Édouard Boné[1]
Permítaseme concluir este breve retrato de Pierre Teilhard de Chardin con un recuerdo muy personal que refleja muy bien al sabio, pero mejor aún al hombre y al religioso, para que parezca fuera de lugar.
Se remonta al curso 54-55, el último año de vida de Teilhard. Yo estudiaba por entonces en la Universidad de Zurich y preparaba mi tesis doctoral en paleontología. Ya dije antes cómo había sido introducido en la lectura de los manuscritos de este hermano mío jesuita, y lo que me había permitido entrar en contacto personal y encontrar en él un guía; y cómo iba a introducirme también, más tarde, en los grandes campos de excavación.
Pues bien, ese verano de 1954, me encontraba yo una noche en el tren nocturno que une Zurich con París. Como joven estudiante no muy adinerado, me había acomodado en un compartimento de tercera clase… haciendo acopio de todo mi ánimo para afrontar un viaje que se anunciaba muy poco confortable. El azar me llevó a sentarme junto al director científico de las ediciones Benzinger, de Einsiedeln. El doctor Bettschard, que así se llamaba, era un hombre encantador y muy culto: apenas habíamos pasado Basilea, para iniciar la travesía del Franco Condado, cuando ya estábamos hablando de filosofía, literatura, equilibrio europeo y… ciencias. ¿Quién de los dos introdujo en la conversación el nombre de Teilhard? No lo sé, pero el prestigioso pensador ocupó ya toda nuestra conversación hasta la llegada a la estación de París-Este, al amanecer.
Recuerdo al lector que, en ese mes de agosto de 1954, Teilhard vivía todavía. Pero aún no se había publicado ningún libro con su nombre. Teilhard sólo era conocido en los medios rigurosamente científicos o en círculos intelectuales muy limitados, incluso elitistas, y mayoritariamente francófonos. Llegué a sugerir al director de ediciones con el que viajaba que publicára una traducción alemana de algunos grandes textos de Teilhard. Me atreví a sugerirle que suscitarían un gran interés entre la intelectualidad alemana, todavía completamente desconocedora del pensamiento de nuestro común amigo.

- [Enunciado] Enumere los temas de los que, según el fragmento anterior, ya hablaban los dos viajeros al iniciar la travesía del Franco Condado.

- [Extracto de datos]
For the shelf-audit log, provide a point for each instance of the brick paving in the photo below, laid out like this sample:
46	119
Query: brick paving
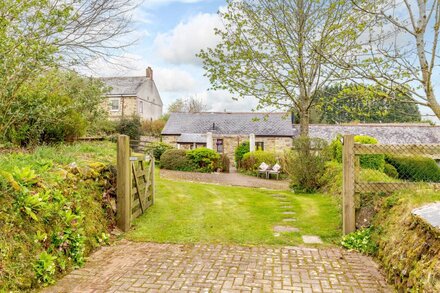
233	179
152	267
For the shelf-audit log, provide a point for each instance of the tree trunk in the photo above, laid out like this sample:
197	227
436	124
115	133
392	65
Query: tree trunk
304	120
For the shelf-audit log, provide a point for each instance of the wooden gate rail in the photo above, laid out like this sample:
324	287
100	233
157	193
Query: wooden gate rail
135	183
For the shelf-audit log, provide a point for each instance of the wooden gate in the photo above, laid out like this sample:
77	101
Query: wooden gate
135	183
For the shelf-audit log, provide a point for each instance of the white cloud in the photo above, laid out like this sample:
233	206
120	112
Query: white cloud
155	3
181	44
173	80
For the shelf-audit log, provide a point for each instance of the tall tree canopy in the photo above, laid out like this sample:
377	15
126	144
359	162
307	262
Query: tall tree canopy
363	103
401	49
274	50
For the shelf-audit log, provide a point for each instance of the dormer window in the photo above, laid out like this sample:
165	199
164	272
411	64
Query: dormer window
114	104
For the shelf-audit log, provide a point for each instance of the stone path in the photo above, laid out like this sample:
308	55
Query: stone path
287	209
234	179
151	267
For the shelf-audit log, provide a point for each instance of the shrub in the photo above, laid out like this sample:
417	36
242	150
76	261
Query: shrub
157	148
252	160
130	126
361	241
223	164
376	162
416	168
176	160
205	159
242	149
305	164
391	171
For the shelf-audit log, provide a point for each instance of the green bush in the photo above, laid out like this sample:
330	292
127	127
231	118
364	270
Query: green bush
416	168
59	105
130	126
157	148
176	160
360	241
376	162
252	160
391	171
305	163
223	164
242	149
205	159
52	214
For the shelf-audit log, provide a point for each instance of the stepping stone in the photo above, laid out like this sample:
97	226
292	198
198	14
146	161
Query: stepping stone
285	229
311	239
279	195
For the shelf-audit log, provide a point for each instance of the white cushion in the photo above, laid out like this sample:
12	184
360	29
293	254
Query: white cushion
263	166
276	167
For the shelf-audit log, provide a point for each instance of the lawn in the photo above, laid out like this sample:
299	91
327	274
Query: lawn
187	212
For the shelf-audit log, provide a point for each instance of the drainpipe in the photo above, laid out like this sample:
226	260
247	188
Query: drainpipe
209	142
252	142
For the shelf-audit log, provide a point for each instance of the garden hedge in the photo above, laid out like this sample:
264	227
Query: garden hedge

- [Resultado] Filosofía, literatura, equilibrio europeo y ciencias.